__INSTRUCTIONS TO FOLLOW__. Give back the material verbatim, starting with its first line and stopping after the line that contains "[236,161,290,268]". Include both of those end lines.

__DATA FOR PROCESSING__.
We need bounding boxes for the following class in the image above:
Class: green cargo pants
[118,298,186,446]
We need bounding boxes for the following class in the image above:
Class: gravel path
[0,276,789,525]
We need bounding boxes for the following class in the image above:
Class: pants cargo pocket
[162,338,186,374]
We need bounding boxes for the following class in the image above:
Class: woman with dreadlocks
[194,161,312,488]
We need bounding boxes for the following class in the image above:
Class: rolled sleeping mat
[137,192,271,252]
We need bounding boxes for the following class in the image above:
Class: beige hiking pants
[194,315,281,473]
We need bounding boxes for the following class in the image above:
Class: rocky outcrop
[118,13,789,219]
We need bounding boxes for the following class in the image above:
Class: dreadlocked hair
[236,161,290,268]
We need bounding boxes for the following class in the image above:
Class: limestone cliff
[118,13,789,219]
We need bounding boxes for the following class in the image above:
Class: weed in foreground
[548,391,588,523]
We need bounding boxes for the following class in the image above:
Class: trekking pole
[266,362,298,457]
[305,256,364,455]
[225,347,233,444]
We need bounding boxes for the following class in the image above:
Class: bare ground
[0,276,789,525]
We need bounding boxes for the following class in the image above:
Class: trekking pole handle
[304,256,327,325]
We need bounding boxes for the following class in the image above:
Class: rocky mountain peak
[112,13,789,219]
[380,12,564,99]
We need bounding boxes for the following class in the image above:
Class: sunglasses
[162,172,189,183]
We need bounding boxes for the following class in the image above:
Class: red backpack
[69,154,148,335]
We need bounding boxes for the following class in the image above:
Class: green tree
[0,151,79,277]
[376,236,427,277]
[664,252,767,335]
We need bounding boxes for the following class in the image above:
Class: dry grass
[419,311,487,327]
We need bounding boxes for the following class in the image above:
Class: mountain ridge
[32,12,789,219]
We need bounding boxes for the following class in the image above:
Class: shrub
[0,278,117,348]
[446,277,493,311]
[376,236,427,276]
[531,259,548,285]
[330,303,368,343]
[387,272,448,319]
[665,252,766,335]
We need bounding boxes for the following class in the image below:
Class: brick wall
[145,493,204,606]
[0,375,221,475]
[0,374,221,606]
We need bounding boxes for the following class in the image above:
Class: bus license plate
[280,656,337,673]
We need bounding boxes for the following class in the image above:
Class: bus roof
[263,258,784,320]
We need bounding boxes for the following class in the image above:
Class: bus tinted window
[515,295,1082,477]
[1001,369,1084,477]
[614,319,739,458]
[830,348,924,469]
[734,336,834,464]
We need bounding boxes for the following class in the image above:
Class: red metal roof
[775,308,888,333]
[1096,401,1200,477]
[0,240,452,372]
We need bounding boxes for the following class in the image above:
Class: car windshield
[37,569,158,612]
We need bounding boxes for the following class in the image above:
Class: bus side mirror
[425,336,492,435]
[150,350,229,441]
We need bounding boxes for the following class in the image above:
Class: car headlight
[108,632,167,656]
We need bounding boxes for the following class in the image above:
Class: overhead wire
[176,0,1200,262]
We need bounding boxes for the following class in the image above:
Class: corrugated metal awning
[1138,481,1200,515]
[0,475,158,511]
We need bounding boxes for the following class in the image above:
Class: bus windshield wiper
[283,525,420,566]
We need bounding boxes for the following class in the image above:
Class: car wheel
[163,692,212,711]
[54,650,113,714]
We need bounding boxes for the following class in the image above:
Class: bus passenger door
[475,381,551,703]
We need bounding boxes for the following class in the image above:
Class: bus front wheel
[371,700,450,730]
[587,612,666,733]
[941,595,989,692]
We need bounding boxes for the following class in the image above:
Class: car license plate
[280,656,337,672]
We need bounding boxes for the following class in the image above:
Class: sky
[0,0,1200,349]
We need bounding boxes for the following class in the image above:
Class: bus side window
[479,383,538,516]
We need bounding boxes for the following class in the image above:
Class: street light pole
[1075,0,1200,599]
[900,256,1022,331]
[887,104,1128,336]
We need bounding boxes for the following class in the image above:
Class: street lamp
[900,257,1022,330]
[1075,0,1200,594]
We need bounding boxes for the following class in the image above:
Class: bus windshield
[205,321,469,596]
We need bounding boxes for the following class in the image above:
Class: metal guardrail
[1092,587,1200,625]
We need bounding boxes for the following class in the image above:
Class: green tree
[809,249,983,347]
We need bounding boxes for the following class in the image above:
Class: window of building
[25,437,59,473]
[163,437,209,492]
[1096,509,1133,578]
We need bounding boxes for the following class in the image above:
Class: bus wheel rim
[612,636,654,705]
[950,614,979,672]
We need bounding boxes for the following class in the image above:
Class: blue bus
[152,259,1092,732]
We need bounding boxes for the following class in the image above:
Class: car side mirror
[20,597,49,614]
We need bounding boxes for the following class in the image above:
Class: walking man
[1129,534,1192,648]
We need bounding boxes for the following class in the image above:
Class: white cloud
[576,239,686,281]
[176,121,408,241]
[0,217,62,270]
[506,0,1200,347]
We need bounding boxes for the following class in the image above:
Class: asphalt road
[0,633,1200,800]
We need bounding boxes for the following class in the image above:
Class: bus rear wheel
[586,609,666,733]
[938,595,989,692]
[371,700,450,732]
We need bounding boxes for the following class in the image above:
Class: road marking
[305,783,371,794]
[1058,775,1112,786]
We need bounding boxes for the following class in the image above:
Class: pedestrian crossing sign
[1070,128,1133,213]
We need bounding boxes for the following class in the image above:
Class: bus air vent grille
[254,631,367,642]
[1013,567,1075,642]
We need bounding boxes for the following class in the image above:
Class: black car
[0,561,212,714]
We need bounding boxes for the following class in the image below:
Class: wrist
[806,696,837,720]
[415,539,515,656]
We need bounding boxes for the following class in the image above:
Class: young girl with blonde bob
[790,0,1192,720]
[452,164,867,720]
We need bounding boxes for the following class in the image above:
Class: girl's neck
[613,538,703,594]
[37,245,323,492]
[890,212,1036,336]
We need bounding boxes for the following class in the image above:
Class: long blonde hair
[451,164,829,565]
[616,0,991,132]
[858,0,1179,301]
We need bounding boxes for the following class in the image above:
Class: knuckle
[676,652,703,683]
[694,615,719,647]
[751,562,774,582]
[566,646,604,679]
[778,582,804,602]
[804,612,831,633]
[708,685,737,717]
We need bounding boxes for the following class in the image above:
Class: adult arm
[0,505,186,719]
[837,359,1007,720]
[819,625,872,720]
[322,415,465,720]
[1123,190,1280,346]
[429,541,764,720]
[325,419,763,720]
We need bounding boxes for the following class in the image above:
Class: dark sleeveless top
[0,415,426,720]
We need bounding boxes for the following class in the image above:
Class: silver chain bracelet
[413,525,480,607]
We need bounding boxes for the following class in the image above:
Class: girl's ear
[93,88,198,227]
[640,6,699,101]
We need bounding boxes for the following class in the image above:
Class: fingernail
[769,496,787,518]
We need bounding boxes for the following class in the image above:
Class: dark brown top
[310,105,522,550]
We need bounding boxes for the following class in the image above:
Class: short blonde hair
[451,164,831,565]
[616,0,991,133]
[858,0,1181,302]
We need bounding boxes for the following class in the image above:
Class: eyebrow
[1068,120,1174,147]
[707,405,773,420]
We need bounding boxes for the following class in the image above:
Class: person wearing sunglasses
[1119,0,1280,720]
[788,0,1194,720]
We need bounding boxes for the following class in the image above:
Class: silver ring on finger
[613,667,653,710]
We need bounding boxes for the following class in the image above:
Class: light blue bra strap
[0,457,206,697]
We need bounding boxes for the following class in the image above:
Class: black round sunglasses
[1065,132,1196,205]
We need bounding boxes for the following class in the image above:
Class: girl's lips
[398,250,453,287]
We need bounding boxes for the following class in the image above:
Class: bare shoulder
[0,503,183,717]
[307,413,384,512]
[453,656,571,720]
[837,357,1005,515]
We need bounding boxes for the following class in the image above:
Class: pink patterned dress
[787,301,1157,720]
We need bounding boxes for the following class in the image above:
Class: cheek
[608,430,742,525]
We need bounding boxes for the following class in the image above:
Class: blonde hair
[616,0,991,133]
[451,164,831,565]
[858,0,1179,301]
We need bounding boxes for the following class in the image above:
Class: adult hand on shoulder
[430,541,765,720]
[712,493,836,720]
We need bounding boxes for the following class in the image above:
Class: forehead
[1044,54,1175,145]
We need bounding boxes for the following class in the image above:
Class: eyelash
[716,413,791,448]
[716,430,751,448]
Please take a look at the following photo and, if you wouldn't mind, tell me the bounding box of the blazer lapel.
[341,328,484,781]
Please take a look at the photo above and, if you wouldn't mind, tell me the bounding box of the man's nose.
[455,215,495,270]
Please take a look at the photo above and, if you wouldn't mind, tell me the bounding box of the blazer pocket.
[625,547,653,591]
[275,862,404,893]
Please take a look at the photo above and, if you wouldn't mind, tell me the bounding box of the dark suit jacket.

__RESPONSE BELOW__.
We need bounding boxes for the following class in the image above:
Class: green cargo pants
[118,298,186,446]
We need bounding boxes for the following class in the image above:
Class: gravel path
[0,276,789,525]
We need bounding boxes for the following class in the image above:
Class: pants cargo pocket
[162,338,186,374]
We need bounding boxes for the following class in the image above:
Class: woman with dreadlocks
[194,161,312,488]
We need bounding boxes for the following class in the image above:
Class: rolled sleeping mat
[137,192,271,252]
We need bounding boxes for the following class in the image above:
Class: beige hiking pants
[194,315,281,473]
We need bounding boxes for the following class in the image above:
Class: rocky outcrop
[118,13,789,219]
We need bounding boxes for the following class in the image above:
Class: dreadlocked hair
[236,161,290,268]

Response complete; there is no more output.